- [Short exercise]: Copy out all the records, word for word.

Object location annotation data:
---

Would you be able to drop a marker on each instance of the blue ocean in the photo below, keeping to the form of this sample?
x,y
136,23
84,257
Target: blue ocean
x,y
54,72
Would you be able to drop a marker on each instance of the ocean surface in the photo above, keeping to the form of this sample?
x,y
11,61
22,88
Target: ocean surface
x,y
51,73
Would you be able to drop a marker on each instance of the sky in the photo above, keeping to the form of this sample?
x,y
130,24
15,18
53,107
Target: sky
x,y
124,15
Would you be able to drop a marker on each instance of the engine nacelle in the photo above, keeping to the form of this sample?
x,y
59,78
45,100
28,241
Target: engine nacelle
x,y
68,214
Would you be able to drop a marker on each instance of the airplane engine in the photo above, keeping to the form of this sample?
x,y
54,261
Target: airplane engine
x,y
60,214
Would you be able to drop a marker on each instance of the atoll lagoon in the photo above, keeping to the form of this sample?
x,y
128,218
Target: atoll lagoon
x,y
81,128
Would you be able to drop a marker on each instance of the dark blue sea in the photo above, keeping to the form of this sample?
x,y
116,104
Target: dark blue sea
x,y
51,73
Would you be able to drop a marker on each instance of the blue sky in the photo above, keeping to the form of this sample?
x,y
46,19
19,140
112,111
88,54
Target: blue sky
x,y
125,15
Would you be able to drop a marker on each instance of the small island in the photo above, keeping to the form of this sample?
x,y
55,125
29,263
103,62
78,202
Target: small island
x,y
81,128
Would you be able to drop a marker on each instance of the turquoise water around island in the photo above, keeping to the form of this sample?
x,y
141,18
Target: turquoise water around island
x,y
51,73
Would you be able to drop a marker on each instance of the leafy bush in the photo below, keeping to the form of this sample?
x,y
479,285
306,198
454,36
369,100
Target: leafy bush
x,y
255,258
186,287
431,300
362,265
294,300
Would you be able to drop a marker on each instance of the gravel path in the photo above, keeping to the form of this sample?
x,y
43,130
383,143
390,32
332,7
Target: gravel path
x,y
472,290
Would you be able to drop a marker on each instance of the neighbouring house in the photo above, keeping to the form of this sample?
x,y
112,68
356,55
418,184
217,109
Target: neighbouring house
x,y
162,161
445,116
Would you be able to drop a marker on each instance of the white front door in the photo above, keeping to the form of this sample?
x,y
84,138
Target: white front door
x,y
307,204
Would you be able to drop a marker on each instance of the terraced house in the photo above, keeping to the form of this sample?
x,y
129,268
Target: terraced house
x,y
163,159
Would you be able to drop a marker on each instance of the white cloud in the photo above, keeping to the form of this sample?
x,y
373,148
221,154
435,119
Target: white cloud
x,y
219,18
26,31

---

- [Final result]:
Would you be able to drop a marker on each instance of the blue ocean in the photo below, keeping to the form of this sample?
x,y
136,23
84,257
Target: blue ocean
x,y
54,72
Would you be able to drop a marker on each instance of the ocean surface in the photo above, keeping to the form of this sample?
x,y
11,61
22,88
Target: ocean surface
x,y
51,73
Would you be able to drop a marker on each instance of the sky in the photo above, keeping to the form of this sample?
x,y
130,24
15,18
53,107
Target: sky
x,y
124,15
Would you be able to drop a marker on each instance of the engine nacelle in the photo above, keeping to the form of this sample?
x,y
59,78
45,100
28,241
Target: engine nacelle
x,y
68,214
Would you be able to drop a marker on each instance of the airplane engine in the photo above, keeping to the form of this sample?
x,y
54,261
Target: airplane engine
x,y
60,214
Would you be able to drop a marker on each instance of the atoll lagoon in the photo above, keeping to the form of this sample?
x,y
128,218
Target: atoll lagoon
x,y
81,128
Would you be able to drop a marker on each instance of the dark blue sea in the photo above, keeping to the form of this sample?
x,y
116,104
Target: dark blue sea
x,y
51,73
Would you be able to drop a marker on each instance of the blue sky in the photo above, keeping to the form of this sample?
x,y
46,19
19,140
112,111
88,54
Target: blue sky
x,y
125,15
Would you be able to drop a marker on each instance of the small island in the photo above, keeping to the form of this sample?
x,y
55,125
29,263
103,62
78,202
Target: small island
x,y
81,128
Would you be able to drop a marker on each instance of the turquoise water around island in the photo above, keeping to the form of this sample?
x,y
141,18
Target: turquoise water around island
x,y
51,73
Would you be able to drop a marker on each instance of the leafy bush in the photo below, keeping to the form of this sample?
x,y
479,285
306,198
454,36
369,100
Target: leafy bush
x,y
255,258
186,287
431,300
362,265
294,300
Would you be able to drop a marker on each instance of the gravel path in the photo above, keeping to the form of this sample?
x,y
43,130
383,143
390,32
332,7
Target: gravel path
x,y
472,290
Would you be able to drop a marker on each instance of the neighbouring house in the photo above, keeping to the form of this sample?
x,y
112,68
356,55
418,184
217,109
Target: neighbouring house
x,y
162,161
445,116
Would you be able to drop a marker on each instance of the white front door in the photo above, keeping to the form of this sample?
x,y
84,138
Target: white front door
x,y
307,204
Would you be able to drop a marker on each instance of the terraced house in the photo above, keeping to the form of this sample?
x,y
129,268
Target: terraced house
x,y
163,159
Would you be able to drop a marker on each instance of the white cloud in the photo above, keeping to the form of this sample?
x,y
373,148
221,154
435,119
Target: white cloud
x,y
219,18
26,31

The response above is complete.